Несмотря на лесть, заискивания, подарки и обещания властей, и ла­сковый прием самим царем, Аввакум не смягчил своего отношения к реформам и ожесточения к патр. Никону и подал царю челобитную, в резких выражениях требовавшую, чтобы тот «взыскал старое благоче­стие, а новые служебники отложил, да и все Никоновы затейки»; цит. по [2, с. 167]. 29.8.1664 Аввакум с семьей был сослан в Пустозерск, но, по ходатайству Неронова, уже в дороге ему было разрешено ехать в бо­лее близкую и легкую ссылку в Мезень. Зимой 1665-1666 гг., в связи с подготовкой к большому церковному собору в Москве, начались аресты вождей оппозиции по всей России. При этом у арестованного на Вятке иг. Феоктиста были при обыске обнаружены и изъяты списки и авто­графы сочинений Аввакума, в том числе письма и челобитные царю, из­готовление, распространение и хранение копий которых было важным государственным проступком, и письма самому Феоктисту. 1.3.1666 Аввакум был привезен в Москву, где его увещал крутицкий митр. Па­вел; 9.3 его перевели «под начал» в Боровский Пафнутьев монастырь.

ПРЕДОСТАВЛЕННЫЕ ДАННЫЕ:

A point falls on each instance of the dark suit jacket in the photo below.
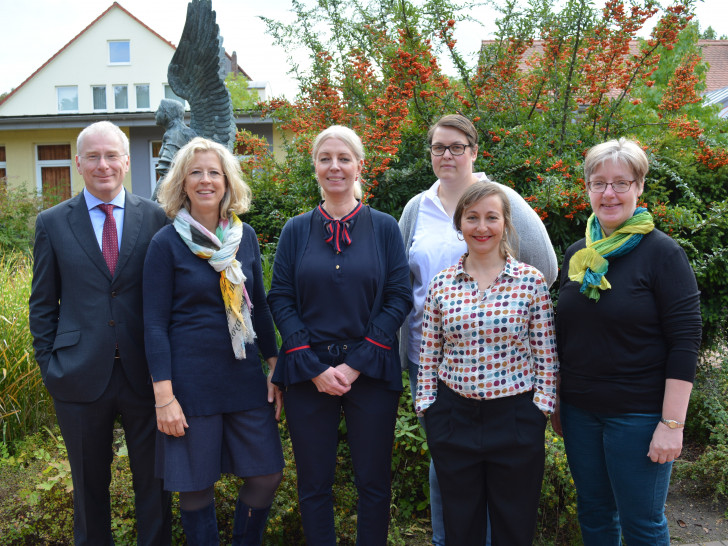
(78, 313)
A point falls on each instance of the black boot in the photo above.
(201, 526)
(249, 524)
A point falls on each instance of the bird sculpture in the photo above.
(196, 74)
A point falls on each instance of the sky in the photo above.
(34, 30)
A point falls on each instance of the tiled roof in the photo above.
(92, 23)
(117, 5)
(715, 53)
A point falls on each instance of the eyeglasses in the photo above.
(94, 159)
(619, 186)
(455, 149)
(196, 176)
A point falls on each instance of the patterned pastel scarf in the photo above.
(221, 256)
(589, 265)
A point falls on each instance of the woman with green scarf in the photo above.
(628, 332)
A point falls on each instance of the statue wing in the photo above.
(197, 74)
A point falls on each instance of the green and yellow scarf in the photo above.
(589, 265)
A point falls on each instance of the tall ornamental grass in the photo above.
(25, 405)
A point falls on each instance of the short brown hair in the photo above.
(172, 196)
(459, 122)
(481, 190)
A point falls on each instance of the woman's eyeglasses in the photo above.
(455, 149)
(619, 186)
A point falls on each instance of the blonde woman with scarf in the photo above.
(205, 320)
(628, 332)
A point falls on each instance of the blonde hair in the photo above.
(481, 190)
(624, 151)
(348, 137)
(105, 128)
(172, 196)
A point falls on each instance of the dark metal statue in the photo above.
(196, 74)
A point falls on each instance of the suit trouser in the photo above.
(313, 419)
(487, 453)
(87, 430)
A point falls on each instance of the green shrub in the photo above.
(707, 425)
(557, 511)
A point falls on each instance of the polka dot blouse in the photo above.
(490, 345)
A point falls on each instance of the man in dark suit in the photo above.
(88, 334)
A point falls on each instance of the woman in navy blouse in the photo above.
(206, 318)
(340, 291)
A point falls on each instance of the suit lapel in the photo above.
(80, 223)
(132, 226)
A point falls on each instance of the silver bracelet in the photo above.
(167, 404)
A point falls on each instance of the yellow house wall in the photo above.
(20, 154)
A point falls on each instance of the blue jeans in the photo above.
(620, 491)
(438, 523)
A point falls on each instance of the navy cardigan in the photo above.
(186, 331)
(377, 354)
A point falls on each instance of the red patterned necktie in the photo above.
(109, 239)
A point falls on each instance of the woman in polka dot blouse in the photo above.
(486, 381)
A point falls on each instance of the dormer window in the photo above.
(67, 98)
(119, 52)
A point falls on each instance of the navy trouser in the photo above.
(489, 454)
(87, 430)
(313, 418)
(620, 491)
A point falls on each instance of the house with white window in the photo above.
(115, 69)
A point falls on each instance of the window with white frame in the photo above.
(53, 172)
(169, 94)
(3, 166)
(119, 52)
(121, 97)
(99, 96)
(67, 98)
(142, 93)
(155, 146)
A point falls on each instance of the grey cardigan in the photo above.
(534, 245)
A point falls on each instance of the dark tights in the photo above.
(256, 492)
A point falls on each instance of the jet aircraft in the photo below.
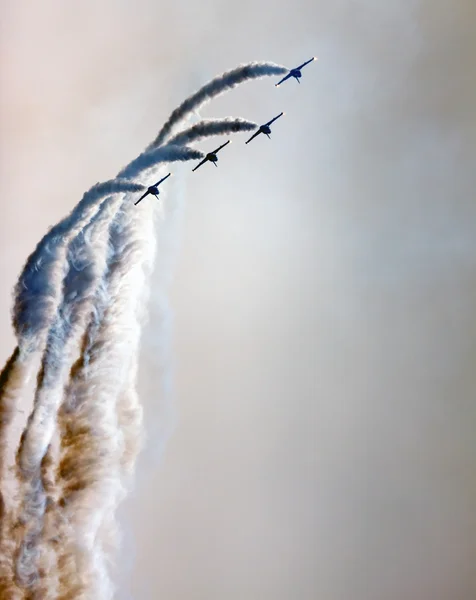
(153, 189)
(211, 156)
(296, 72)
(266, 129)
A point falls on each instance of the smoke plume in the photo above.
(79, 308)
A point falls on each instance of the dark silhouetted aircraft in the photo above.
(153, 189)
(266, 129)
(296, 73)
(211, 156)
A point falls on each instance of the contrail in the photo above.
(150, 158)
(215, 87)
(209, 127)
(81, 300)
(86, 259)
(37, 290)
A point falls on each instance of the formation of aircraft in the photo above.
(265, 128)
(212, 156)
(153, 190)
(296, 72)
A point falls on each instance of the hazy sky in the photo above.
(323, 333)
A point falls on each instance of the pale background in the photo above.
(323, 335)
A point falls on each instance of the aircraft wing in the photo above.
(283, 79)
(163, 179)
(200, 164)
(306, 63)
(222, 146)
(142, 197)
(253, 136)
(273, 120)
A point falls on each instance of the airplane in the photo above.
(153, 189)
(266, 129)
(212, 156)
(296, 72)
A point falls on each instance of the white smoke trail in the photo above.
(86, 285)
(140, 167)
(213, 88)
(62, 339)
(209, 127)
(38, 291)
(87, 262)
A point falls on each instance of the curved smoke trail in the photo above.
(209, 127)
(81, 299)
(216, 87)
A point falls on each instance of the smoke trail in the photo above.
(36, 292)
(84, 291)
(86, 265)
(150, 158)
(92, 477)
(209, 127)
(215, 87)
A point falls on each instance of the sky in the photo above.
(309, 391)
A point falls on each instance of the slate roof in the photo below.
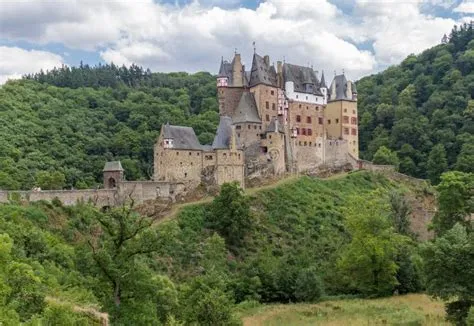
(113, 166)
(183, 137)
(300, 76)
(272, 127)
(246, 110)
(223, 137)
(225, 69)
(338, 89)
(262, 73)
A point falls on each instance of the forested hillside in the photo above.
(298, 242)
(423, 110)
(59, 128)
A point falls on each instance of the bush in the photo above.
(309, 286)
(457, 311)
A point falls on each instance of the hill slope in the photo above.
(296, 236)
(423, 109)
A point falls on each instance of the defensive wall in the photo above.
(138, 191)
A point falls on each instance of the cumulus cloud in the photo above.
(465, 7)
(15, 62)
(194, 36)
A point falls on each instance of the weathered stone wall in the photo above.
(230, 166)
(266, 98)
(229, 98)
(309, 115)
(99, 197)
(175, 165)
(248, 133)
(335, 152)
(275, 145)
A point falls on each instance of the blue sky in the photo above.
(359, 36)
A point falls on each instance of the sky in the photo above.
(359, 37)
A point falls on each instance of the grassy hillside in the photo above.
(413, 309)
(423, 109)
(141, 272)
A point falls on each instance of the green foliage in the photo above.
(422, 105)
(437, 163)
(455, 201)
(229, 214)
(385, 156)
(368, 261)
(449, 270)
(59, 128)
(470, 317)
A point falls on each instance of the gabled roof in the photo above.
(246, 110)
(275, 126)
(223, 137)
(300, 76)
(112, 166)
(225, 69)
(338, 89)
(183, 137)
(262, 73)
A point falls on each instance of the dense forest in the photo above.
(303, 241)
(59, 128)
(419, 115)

СПИСОК ЗАДАНИЙ:
1 > Ответьте на вопросы по тексту об Аввакуме:
(а) Куда Аввакума с семьей сослали 29.8.1664?
(б) У кого при обыске нашли и изъяли списки и автографы сочинений Аввакума?
(в) Куда Аввакума перевели «под начал» 9.3?
2 > Приведите продолжение текста об Аввакуме, начав сразу после его последнего предложения.

В ОТВЕТ:
1 >
(а) В Пустозерск.
(б) У игумена Феоктиста, арестованного на Вятке.
(в) В Боровский Пафнутьев монастырь.

2 >
Священник Лазарь из Романова-Борисоглебска родился приблизи­тельно в 1610 г., рукоположен во священство не позднее 1633 г. В 1653 (или в 1661 - [37, с. 135]) г. был сослан с женой Домной и другом и сподвижником - под'дьяком Федором Трофимовым - в Тобольск вслед за Аввакумом, и там с ним встречался. За свое «неистовое прекосло­вие» привезен в Москву как арестант в ноябре 1665 г.; здесь составил «росписи» (рассмотренные соборами 1666-1667 гг.) против церковных новшеств, за что был сослан в Пустозерск. Оттуда 31.8.1666 он был в цепях привезен в Москву.

Епифаний, из крестьян, в 1645 г. пришел в Соловецкий монастырь, видел здесь прп. Елеазара, Иоанна Неронова и ссыльного Арсения Гре­ка; монах с 1652 г., отказался от рукоположения во священство. В 1657 г. ушел с Соловок на Виданский остров в Кондопожской губе Онежско­го озера и жил там неподалеку от скита пустынника Кирилла; там он на­чал проповедовать против реформ «патр. Никона». Затем два года жил в пещере на реке Водле (Пудожской волости) с Выговским подвижником Корнилием, затем на Кяткозере. Составив небольшую «книжицу» про­тив новшеств, он сделал с нее особый список для царя Алексея Михай­ловича и, захватив его, отправился в Москву. Пришел туда как раз к собору 1666 г.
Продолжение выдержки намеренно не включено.